CONSIGNE A = Relevez, dans l'extrait à lire ci-dessous sur les Subsaharien∙nes en Tunisie, tous les lieux d'échanges que fréquentent les étudiant∙es.
CONSIGNE B =
Répondez brièvement aux questions suivantes à partir de l'extrait à lire ci-dessous.
(i) Quel milieu reste le plus propice à la rencontre entre Tunisien∙nes et Subsaharien∙nes ?
(ii) Quels espaces les Subsaharien∙nes développent-ils en dehors de ce secteur ?
(iii) À quels mariages le mariage mixte entre Tunisien∙nes et Subsaharien∙nes est-il opposé ?
CONSIGNE C = D'après l'extrait à lire ci-dessous, expliquez en une à trois phrases pourquoi les étudiant∙es subsaharien∙nes entretiennent des relations avec la société tunisienne.

----- EXTRAIT À LIRE -----

Sur cette scène chétive de la mixité culturelle et de l’intégration des Subsaharien∙nes en Tunisie, le monde étudiant reste le plus propice à la rencontre et à l’échange entre Tunisien∙nes et Subsaharien∙nes. En fréquentant les mêmes lieux d’échanges (l’institut, l’école, l’université), les étudiant∙es subsaharien∙nes entretiennent des relations avec la société tunisienne, elles et ils nouent des contacts dans et en dehors des cours, fort∙es d’affinités académiques, professionnelles et générationnelles communes. En dehors de ce secteur, les subsaharien∙nes sont peu intégré∙es à la société et développent des espaces de loisir, d’associations, de vie en vase clos. Contrairement aux mariages entre Tunisien∙nes et Européen∙nes, le mariage mixte entre Tunisien∙nes et Subsaharien∙nes est extrêmement rare ; cette alliance sociale fondamentale qui est le témoin du degré d’intégration des étrangers dans un corps social.

----- DONNÉES BRUTES -----

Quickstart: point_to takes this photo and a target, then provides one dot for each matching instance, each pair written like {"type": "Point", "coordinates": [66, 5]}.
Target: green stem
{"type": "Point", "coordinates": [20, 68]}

-----

RÉPONSE ATTENDUE A = L'institut, l'école, l'université.

RÉPONSE ATTENDUE B =
(i) Le monde étudiant.
(ii) Des espaces de loisir, d'associations, de vie en vase clos.
(iii) Aux mariages entre Tunisien∙nes et Européen∙nes.

RÉPONSE ATTENDUE C = Les étudiant∙es subsaharien∙nes fréquentent les mêmes lieux d'échanges que les Tunisien∙nes : l'institut, l'école, l'université. Elles et ils nouent ainsi des contacts dans et en dehors des cours. Ces contacts s'appuient sur des affinités académiques, professionnelles et générationnelles communes.